(Pointing dataset excerpts)
•••••
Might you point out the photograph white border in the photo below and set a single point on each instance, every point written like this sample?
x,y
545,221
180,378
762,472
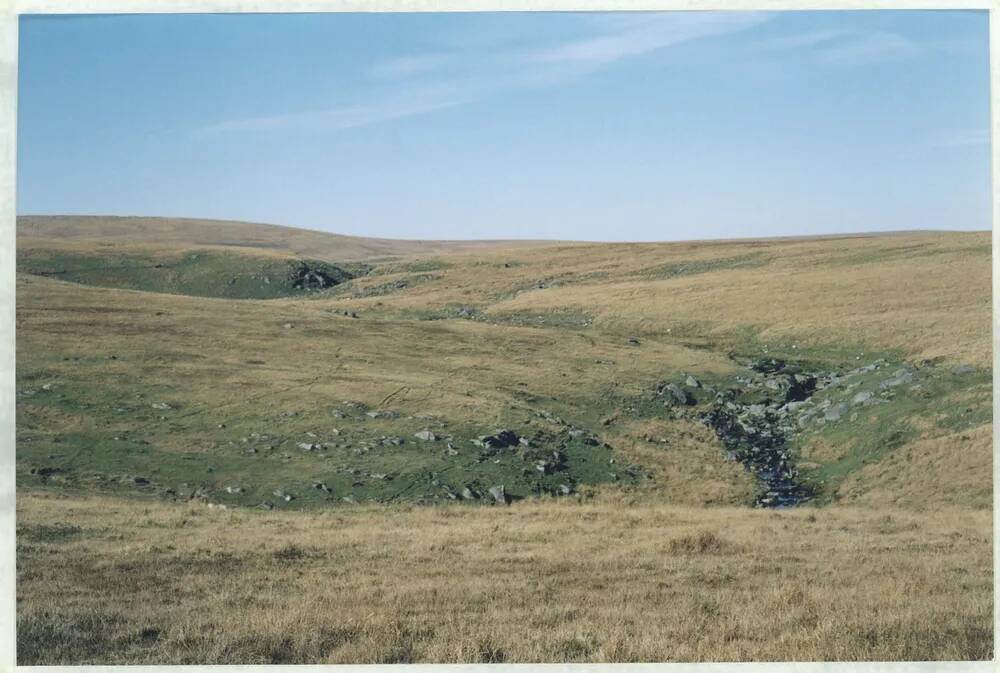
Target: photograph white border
x,y
12,9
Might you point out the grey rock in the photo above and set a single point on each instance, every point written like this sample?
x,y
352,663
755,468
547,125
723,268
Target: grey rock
x,y
862,397
678,394
835,412
499,494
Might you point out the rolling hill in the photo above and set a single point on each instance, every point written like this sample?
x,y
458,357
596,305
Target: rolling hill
x,y
280,380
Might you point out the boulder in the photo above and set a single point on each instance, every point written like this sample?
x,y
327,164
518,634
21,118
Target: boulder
x,y
862,397
835,412
499,494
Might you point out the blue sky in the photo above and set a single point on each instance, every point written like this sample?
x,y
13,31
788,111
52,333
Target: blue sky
x,y
651,126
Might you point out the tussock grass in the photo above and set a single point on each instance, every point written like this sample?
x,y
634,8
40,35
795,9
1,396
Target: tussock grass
x,y
538,581
661,565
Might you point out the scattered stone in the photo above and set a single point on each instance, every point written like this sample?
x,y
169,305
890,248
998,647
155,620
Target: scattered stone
x,y
899,377
863,397
499,495
678,395
835,412
501,440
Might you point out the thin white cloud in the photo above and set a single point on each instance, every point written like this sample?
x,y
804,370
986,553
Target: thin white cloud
x,y
844,47
635,38
420,83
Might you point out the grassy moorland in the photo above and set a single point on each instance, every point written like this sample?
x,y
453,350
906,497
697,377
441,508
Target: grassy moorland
x,y
306,469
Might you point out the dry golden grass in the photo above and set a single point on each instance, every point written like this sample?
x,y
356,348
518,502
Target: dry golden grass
x,y
604,580
186,233
900,569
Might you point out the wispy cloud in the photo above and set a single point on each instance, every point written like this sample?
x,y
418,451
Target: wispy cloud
x,y
641,37
406,104
423,83
844,47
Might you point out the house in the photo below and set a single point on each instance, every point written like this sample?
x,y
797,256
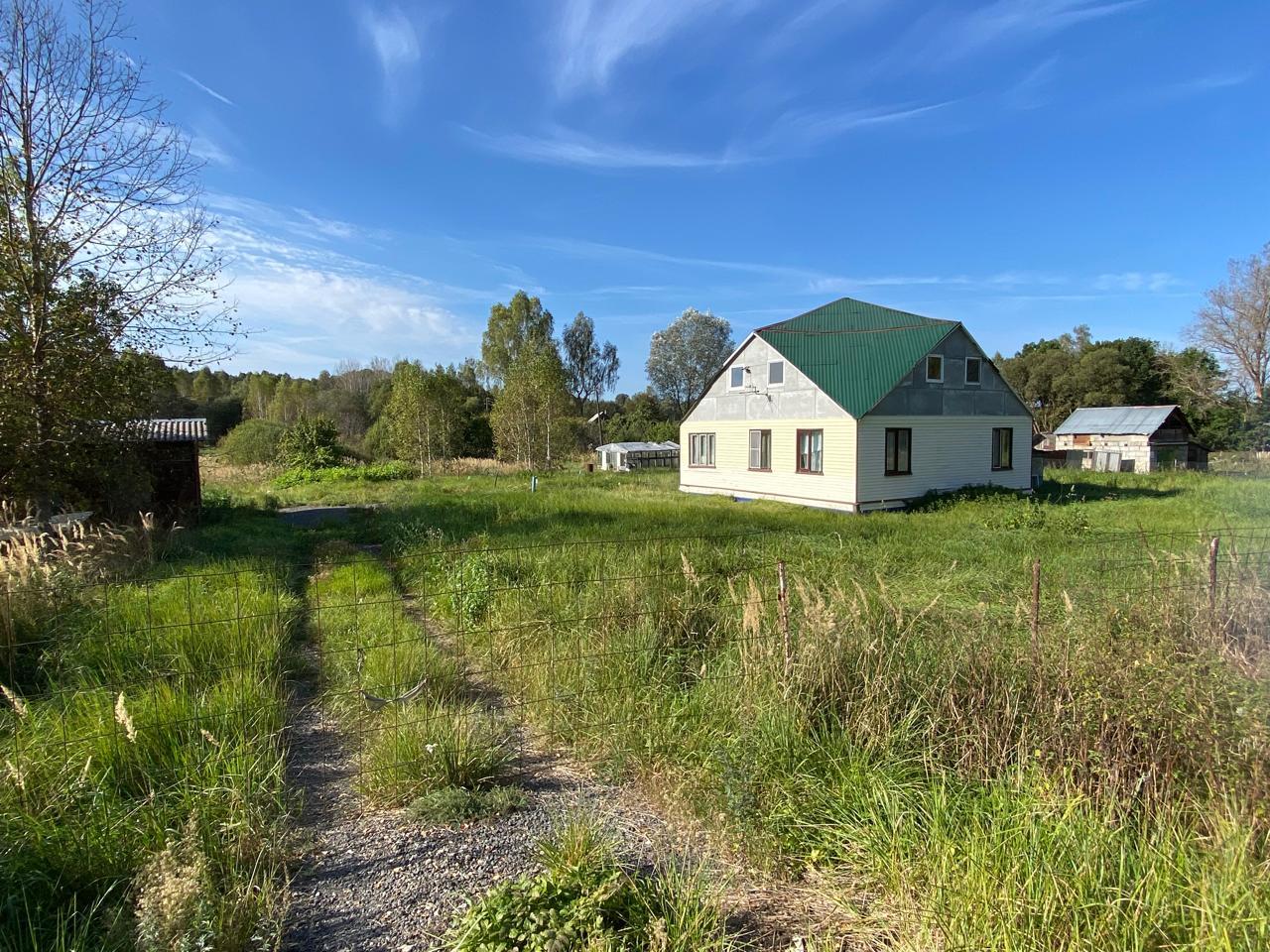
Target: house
x,y
1130,439
625,457
856,407
169,451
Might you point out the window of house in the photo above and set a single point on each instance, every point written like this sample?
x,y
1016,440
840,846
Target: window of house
x,y
811,451
760,449
899,451
701,449
1002,448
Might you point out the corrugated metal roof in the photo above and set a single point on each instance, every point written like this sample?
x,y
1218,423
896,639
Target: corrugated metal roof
x,y
1116,420
178,429
853,350
638,447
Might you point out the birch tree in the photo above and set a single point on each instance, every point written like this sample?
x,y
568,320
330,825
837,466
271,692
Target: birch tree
x,y
1234,324
103,245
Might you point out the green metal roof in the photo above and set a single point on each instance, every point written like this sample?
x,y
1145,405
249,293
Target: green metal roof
x,y
853,350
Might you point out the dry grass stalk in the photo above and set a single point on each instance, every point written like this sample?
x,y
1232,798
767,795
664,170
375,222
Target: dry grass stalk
x,y
125,719
19,706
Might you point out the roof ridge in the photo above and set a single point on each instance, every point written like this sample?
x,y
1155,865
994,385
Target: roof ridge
x,y
926,322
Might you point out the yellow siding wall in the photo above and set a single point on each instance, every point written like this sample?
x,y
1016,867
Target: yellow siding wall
x,y
949,452
730,475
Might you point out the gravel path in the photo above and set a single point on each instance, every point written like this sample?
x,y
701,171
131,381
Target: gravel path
x,y
384,881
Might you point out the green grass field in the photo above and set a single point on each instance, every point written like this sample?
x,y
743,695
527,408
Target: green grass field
x,y
947,778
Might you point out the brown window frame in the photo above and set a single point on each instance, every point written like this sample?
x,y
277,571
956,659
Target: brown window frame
x,y
765,443
996,448
887,454
798,452
693,438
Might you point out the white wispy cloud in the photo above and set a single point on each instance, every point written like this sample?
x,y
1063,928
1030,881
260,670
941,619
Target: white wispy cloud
x,y
792,134
820,19
942,37
592,37
202,146
204,87
1201,85
1153,282
1033,87
394,40
568,148
310,303
802,128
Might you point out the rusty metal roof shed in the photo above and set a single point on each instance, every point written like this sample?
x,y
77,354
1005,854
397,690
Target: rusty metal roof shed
x,y
178,429
1115,420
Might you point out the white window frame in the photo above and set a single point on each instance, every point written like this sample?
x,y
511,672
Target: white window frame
x,y
975,361
762,448
701,451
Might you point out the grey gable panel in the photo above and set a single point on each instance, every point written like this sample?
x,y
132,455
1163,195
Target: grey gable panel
x,y
915,397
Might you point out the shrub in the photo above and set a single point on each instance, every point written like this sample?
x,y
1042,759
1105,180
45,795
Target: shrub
x,y
375,472
253,442
449,805
585,900
439,747
312,442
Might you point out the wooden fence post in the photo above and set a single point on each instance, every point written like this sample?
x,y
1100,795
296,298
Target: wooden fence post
x,y
1035,612
1213,548
783,604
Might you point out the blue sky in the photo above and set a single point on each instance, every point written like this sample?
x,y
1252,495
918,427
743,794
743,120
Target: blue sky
x,y
384,172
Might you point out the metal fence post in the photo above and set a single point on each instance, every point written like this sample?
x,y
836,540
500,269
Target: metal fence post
x,y
1035,613
783,602
1213,548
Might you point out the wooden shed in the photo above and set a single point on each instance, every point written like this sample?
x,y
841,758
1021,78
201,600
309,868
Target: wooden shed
x,y
169,451
636,454
1130,439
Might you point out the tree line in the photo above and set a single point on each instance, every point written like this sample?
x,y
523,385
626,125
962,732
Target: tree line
x,y
532,398
1219,379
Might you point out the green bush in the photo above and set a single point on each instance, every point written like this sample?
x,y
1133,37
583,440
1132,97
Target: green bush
x,y
375,472
253,442
312,442
585,900
449,805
•••••
## What you will do
Set each line of the records down exactly, leaving every picture out.

## Completed task
Might you point out the photograph white border in the photo below and set a single point on each instance, every point written like this sample?
x,y
545,221
180,378
762,472
Target: photograph white border
x,y
12,9
Might you point out the grey rock in the photo above and set a single point on each instance, every point written like this sample?
x,y
352,663
755,468
547,125
723,268
Target: grey rock
x,y
862,397
678,394
835,412
499,494
Might you point out the rolling hill in the photo above and set a single point on each instance, every point written like this sample?
x,y
458,357
596,305
Target: rolling hill
x,y
280,380
Might you point out the boulder in the photo above and set a single point on each instance, every point written like this sample?
x,y
327,164
518,634
21,118
Target: boulder
x,y
862,397
835,412
499,494
Might you point out the blue sky in the photo above and set a single point on each instance, every point written like this sample?
x,y
13,31
788,111
52,333
Target: blue sky
x,y
651,126
Might you point out the tussock grass in the photo above and set a single point on each instance, every point written like this sample?
x,y
634,8
40,35
795,9
1,396
Target: tussock grass
x,y
538,581
661,565
Might you point out the scattered stone in the photo above and set a single point on each instance, every point written like this sample?
x,y
169,305
890,248
998,647
155,620
Target: scattered stone
x,y
899,377
863,397
499,495
678,395
835,412
501,440
Might you point out the thin white cloud in the photo above and set a single point on each instance, every point written like this sample?
x,y
804,370
986,553
Target: thin white cloud
x,y
844,47
635,38
420,83
Might you point out the grassy moorland in the photo above and set a single point on each instance, every point written like this sample?
x,y
453,350
906,497
697,377
441,508
Target: grassy moorland
x,y
306,469
Might you point out the dry golden grass in the photo above and set a single point on each instance, every point written like this sample?
x,y
356,348
518,502
Target: dry golden grass
x,y
604,580
186,233
900,569
Might you point out the wispy cloud in the photo above and set a single point on each instance, every point written like this sample?
x,y
418,451
Target: wispy cloud
x,y
641,37
406,104
423,83
844,47
Might you point out the house in the photo below and set a single point on each instance, every point written like this sample?
x,y
797,256
Target: house
x,y
1130,439
625,457
856,407
169,451
Might you point out the window of house in the photo above and set a single point on each instance, every point written like this sample?
x,y
1016,440
840,846
Target: window of house
x,y
811,451
760,449
899,451
701,449
1002,448
Might you point out the corrugated metal roof in the photo above and set a single point on each instance, every point written like this sample?
x,y
1218,423
896,639
Target: corrugated metal roof
x,y
1116,420
178,429
853,350
638,447
Might you point out the birch tree in the photo above and set a single point on each instance, every point written like this sample?
x,y
568,320
330,825
837,466
271,692
Target: birch tree
x,y
1234,324
103,245
Might you point out the green metal roof in the photo above and set a single point on each instance, every point written like this sample?
x,y
1145,405
249,293
Target: green metal roof
x,y
853,350
Might you point out the dry grass stalk in the photo above and set a single point on each instance, every point written like this sample?
x,y
1232,798
767,795
664,170
375,222
Target: dry grass stalk
x,y
125,719
19,706
Might you point out the roof ridge in the photo above and set a single point on each instance, every point written like this sample?
x,y
1155,865
994,385
Target: roof ridge
x,y
926,322
Might you point out the yellow siding wall in the photo above and set a single point on each instance, every point written like this sample?
x,y
1016,867
Target: yellow siding wall
x,y
949,452
730,475
Might you point out the gravel path in the photo above and set a single point on each instance, every point written like this sample?
x,y
701,171
131,381
Target: gravel path
x,y
384,881
Might you point out the green grass field in the photo above and set a single point on each instance, every point written like this sample?
x,y
743,695
527,408
Target: green grass field
x,y
947,778
Might you point out the brown window frame in the photo above and set a single point on each instance, every point written like this sample?
x,y
277,571
956,659
Target: brown window frame
x,y
765,443
996,448
887,454
798,452
693,438
Might you point out the white wispy cloud in the photo above and set a single point on each instance, every point written like this sample?
x,y
1063,928
1030,881
260,670
941,619
Target: white wispy cloud
x,y
792,134
820,19
942,37
592,37
202,146
204,87
1201,85
1153,282
1033,87
394,40
568,148
310,303
802,128
Might you point out the rusty metal roof shed in the photo above and set a single point on each instance, every point written like this sample?
x,y
77,354
1005,854
397,690
Target: rusty metal roof shed
x,y
178,429
1115,420
Might you point out the white window frame in the photo above and set a single point on each instance, every point written like this sample?
x,y
511,672
Target: white window frame
x,y
975,361
762,448
701,451
Might you point out the grey gable panel in the photo above and set a single point on each instance, every point written like this sample?
x,y
132,455
1163,195
Target: grey gable panel
x,y
915,397
Might you point out the shrub in the photo above and set a single point on each instance, every point written like this sample?
x,y
1042,759
1105,180
45,795
Target: shrub
x,y
375,472
253,442
449,805
585,900
439,747
312,442
Might you point out the wooden fence post in the photo above and set a single point on each instance, every point written like this sample?
x,y
1100,795
296,298
Target: wooden fence post
x,y
1035,612
1213,548
783,604
Might you point out the blue sky in the photo above and set a single point on each instance, every point written like this sample?
x,y
1252,495
918,427
743,794
743,120
Target: blue sky
x,y
384,172
Might you point out the metal fence post in the photo above and set a single point on each instance, every point written like this sample?
x,y
836,540
500,269
Target: metal fence post
x,y
1035,613
783,602
1213,548
Might you point out the wooden shed in the photo above and set a single point on each instance, every point written like this sample?
x,y
841,758
1021,78
201,600
309,868
Target: wooden shed
x,y
169,451
636,454
1130,439
Might you point out the tree line in the photo above and set a single point on each instance, every point written like this sample?
x,y
523,385
626,125
962,732
Target: tree line
x,y
532,398
1219,379
Might you point out the green bush in the photo above and set a single point on each instance, every point written like this sample?
x,y
1133,37
583,440
1132,97
Target: green bush
x,y
375,472
253,442
312,442
585,900
449,805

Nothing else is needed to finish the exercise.